Records for this exercise —

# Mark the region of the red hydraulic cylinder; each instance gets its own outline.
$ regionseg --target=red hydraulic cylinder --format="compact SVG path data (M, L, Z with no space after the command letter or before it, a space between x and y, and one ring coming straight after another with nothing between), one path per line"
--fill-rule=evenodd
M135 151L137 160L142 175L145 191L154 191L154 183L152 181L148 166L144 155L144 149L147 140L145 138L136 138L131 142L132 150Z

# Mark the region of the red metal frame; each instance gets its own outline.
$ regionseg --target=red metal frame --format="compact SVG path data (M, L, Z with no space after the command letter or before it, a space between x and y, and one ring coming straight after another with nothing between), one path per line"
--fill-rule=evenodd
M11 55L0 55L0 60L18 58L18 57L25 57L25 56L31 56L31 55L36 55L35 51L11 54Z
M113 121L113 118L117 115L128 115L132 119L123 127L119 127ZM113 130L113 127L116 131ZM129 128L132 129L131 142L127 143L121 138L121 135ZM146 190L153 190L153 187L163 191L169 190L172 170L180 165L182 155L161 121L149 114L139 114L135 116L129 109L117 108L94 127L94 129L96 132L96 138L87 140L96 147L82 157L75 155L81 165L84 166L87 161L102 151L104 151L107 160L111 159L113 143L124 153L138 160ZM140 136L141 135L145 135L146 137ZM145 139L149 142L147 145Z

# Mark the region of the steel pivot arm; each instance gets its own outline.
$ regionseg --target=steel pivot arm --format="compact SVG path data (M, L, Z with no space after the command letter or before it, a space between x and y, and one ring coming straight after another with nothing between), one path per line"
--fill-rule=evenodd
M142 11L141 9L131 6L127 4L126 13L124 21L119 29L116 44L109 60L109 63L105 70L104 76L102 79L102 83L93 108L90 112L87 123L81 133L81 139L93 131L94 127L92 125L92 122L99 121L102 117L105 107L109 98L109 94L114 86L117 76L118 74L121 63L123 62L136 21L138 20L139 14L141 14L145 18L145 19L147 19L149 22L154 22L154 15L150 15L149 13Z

Requirements — Write out all of the records above again, switching "--fill-rule=evenodd" to "--fill-rule=nonzero" and leaving everything else unchanged.

Full output —
# Mark the region of the red hydraulic cylinder; each instance gets its own outline.
$ regionseg --target=red hydraulic cylinder --format="compact SVG path data (M, L, Z with no space after the command letter or before it, a space between x and y, and one ring coming straight after another with nothing between), one path per line"
--fill-rule=nonzero
M135 151L137 160L142 175L145 191L154 191L154 183L152 181L148 166L144 155L144 149L147 140L145 138L136 138L131 142L132 150Z

# Mark the region of the red metal frame; each instance gets its own outline.
$ regionseg --target=red metal frame --format="compact SVG path data (M, L, Z with no space after the command letter or before it, a space between x and y, and one ring coming straight after another with nothing between), one path per line"
--fill-rule=nonzero
M11 55L0 55L0 60L18 58L18 57L25 57L25 56L31 56L31 55L36 55L35 51L11 54Z
M113 121L113 118L117 115L128 115L132 119L123 127L119 127ZM113 130L113 127L116 131ZM129 128L132 129L131 142L127 143L121 138L121 135ZM146 190L153 190L153 187L163 191L169 190L172 170L180 165L182 155L161 121L149 114L139 114L135 116L129 109L117 108L94 127L94 129L96 132L96 138L87 140L96 147L82 157L75 155L81 165L84 166L87 161L102 151L104 151L107 160L111 159L113 143L124 153L138 160ZM140 136L141 135L145 135L146 137ZM145 139L149 142L147 145Z

# Mark the region of the steel pivot arm; each instance gets its own outline.
$ regionseg --target=steel pivot arm --format="compact SVG path data (M, L, Z with no space after the command letter or before it, a space between x and y, and one ring coming straight after another with nothing between), one path per line"
--fill-rule=nonzero
M142 11L141 9L131 6L127 4L126 13L124 21L119 29L116 44L109 60L109 63L105 70L104 76L102 79L102 83L93 108L90 112L87 123L81 133L81 139L93 131L94 127L92 125L92 122L99 121L102 117L105 107L109 98L109 94L114 86L117 76L118 74L121 63L123 62L136 21L138 20L139 14L141 14L145 18L145 19L147 19L149 22L154 22L154 15L150 15L149 13Z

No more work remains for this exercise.